Selected excerpt →
───

Consumers spent more than $81 billion on Airbnb in 2024.

J. Edward Moreno

Short-term rental giant Airbnb reported quarterly results that beat analysts’ estimates thanks to booming demand for international travel, sending shares up double digits in after-hours trading.

Airbnb reported adjusted earnings per share of $0.74, compared to the $0.58 analysts polled by FactSet were expecting. The company reported $461 million in net income, compared to a $349 million loss during the same period last year.

Gross bookings — the amount of money people spent on the platform — came in at $17.6 billion for the quarter, compared with $17.2 billion analysts anticipated and up 13% year over year. In 2024 the company reported $81.8 billion in gross bookings, compared to $73.3 billion in 2023.

Airbnb has also steadily increased its free cash flow, putting it at $4.5 billion for the year and giving it a 40% FCF margin. That allowed it to buy back $3.4 billion in shares in 2024. (As of December 2024, it has the authorization to buy back $3.3 billion more in shares.)

───

Given material →
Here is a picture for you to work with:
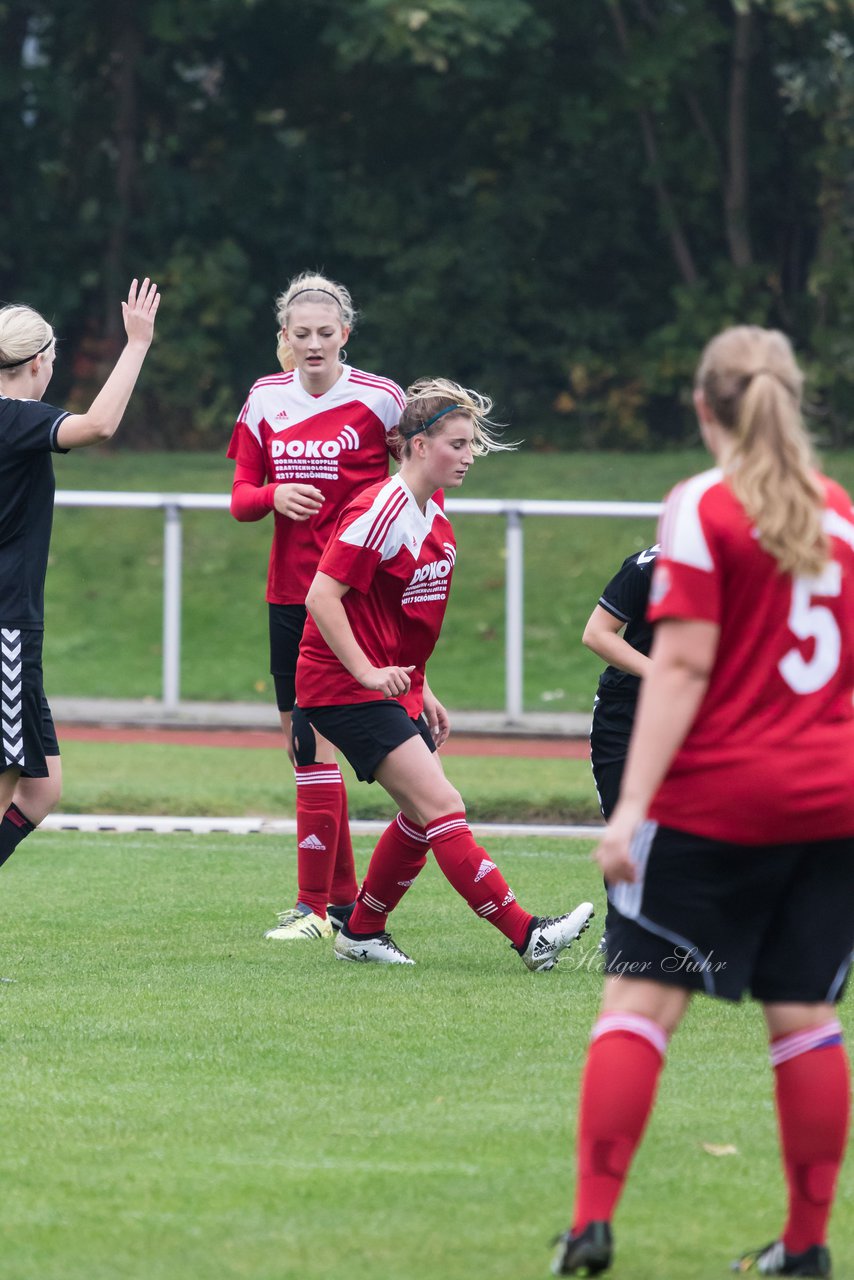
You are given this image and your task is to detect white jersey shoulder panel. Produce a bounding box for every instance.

───

Task requirements →
• 1. According to the Airbnb article, how much did consumers spend on the platform in gross bookings in 2023?
• 2. From the Airbnb article, return the stretch from "J. Edward Moreno" through "billion in 2023.", word for word.

Solutions to the exercise →
• 1. $73.3 billion

• 2.
J. Edward Moreno

Short-term rental giant Airbnb reported quarterly results that beat analysts’ estimates thanks to booming demand for international travel, sending shares up double digits in after-hours trading.

Airbnb reported adjusted earnings per share of $0.74, compared to the $0.58 analysts polled by FactSet were expecting. The company reported $461 million in net income, compared to a $349 million loss during the same period last year.

Gross bookings — the amount of money people spent on the platform — came in at $17.6 billion for the quarter, compared with $17.2 billion analysts anticipated and up 13% year over year. In 2024 the company reported $81.8 billion in gross bookings, compared to $73.3 billion in 2023.